DOCUMENT SECTION -
⁂

Over the last two weeks, leaders from 175 countries gathered in Ottawa, Canada to hash out the details of a global treaty to end plastic pollution which is expected to be finalised in a last round of negotiations set to be held in Korea in November.
The issue is urgent. A new study by the US-funded research and development centre, the Lawrence Berkeley National Laboratory, found that plastics have grown by more than any other bulk material on earth over the past decade, with significant and damaging consequences for human health and the environment.
Carbon pollution created by plastic production is responsible for 2.24 gigatons of CO2 per year, or nearly five percent of all global emissions. Microplastics, some of which shed from synthetic fashion, are entering our bodies through the food we eat and the air we breathe, with dangerous health implications. According to the UN, more than 2,400 chemicals that are associated with plastics are of concern to our health or the planet. And because they do not biodegrade, products like nylon tights and polyester sneakers can remain in landfills for generations. Incinerated plastics release heavy metals and toxins.
According to Ecuador’s chief negotiator, Walter Schuldt, the talks on global plastics treaty are “about the survival of the future of life, not only human life but all sorts of life on this planet.”
Big stakes. And ones in which fashion is complicit.
Plastic Fashion
Plastic, in the form of polyester, acrylic, nylon and elastane, has fused with fashion. Cheap, durable, functional and plentiful polyester is now the world’s most used textile, accounting for more than half of global production. This was not always the case; before 2000, natural fibres dominated the fashion industry.
The most contentious element of the ongoing negotiations over a plastic pollution treaty could help redress that balance. Some “high ambition” countries are pushing for targets to reduce global plastic production, similar to the agreement to keep a cap on global warming reached under the UN Paris Agreement in 2015.
But reduction is not a focus of the fashion industry. Instead, big brands, industry trade groups and NGO-backed consortia that are still dominated by corporate interests are focused on the promise of recycling and reuse, leaning into technologies that have yet to be proven at scale, aren’t cost competitive and fail to tackle the root issue of overproduction.
A recent Lululemon-sponsored report published by trade group Textile Exchange highlighted this view. The report, titled “The Future of Synthetics” said that the industry must shift away from the use of virgin fossil fuel-based plastics to meet its climate goals, recommending a switch instead to alternatives that include textile-to-textile recycling, biosynthetics and materials made from captured carbon.
Unfortunately, these steps won’t come anywhere close to delivering on Textile Exchange’s stated ambitions.
Why not?
None of these emerging technologies can compete with virgin polyester on price, efficacy or volume. All preferred solutions require decades and billions of dollars of investment to scale — capital which will not flow to financially bootless options. It’s also not yet proven which, if any of these options will meaningfully reduce the industry’s carbon emissions, or curb the toxic levels of chemicals and microplastics released by today’s plastic fashion.

⁂

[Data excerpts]
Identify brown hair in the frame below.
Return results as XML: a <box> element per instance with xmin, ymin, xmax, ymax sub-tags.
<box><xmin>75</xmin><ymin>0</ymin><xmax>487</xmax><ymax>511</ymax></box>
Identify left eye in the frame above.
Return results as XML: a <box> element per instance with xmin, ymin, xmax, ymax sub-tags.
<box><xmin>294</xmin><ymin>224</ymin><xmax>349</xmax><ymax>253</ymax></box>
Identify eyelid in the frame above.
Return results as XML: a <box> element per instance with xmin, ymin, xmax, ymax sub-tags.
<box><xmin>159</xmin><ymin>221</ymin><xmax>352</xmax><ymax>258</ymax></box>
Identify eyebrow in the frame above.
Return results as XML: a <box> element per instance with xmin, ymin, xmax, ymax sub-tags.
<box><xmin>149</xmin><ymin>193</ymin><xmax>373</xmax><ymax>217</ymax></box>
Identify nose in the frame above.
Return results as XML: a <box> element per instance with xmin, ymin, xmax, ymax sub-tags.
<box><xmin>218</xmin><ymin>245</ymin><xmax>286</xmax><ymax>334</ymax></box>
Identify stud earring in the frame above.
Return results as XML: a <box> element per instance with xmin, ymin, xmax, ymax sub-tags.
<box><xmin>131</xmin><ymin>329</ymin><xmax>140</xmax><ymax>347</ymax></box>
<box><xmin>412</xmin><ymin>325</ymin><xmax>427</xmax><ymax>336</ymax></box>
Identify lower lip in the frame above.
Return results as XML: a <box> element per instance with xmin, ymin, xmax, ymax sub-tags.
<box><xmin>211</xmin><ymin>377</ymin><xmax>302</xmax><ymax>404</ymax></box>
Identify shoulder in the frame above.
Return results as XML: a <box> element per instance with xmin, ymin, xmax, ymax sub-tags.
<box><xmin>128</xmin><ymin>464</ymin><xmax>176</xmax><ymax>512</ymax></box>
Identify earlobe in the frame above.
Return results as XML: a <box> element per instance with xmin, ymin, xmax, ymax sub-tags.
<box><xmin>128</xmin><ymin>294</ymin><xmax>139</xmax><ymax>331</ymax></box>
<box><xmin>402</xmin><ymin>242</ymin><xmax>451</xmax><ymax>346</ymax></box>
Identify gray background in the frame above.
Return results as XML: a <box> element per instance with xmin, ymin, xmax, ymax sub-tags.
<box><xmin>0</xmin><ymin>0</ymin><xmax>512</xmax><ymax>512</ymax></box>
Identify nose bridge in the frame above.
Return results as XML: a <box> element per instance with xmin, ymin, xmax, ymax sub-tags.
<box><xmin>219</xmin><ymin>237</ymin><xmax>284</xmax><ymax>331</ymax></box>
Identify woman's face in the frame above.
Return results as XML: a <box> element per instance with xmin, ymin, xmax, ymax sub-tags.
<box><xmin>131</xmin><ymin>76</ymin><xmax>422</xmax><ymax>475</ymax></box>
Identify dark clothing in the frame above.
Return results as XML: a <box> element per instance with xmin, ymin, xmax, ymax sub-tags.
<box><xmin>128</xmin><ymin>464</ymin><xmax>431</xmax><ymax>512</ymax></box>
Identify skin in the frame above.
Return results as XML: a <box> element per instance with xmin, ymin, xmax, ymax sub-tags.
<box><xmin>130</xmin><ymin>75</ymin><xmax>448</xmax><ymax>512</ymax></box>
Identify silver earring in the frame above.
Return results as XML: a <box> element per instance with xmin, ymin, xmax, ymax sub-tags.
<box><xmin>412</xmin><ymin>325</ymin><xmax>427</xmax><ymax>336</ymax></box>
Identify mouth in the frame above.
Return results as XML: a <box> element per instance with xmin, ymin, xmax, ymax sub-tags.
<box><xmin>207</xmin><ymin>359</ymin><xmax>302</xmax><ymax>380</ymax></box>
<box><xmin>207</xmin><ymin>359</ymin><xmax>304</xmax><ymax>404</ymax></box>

⁂

HOW TO COMPLETE THIS TASK -
Rewrite the part of the article on plastic fashion that opens with the words containing "The most contentious" and closes with "Agreement in 2015.", renaming "contentious" as "divisive".

RESPONSE FOR THIS EXERCISE -
The most divisive element of the ongoing negotiations over a plastic pollution treaty could help redress that balance. Some “high ambition” countries are pushing for targets to reduce global plastic production, similar to the agreement to keep a cap on global warming reached under the UN Paris Agreement in 2015.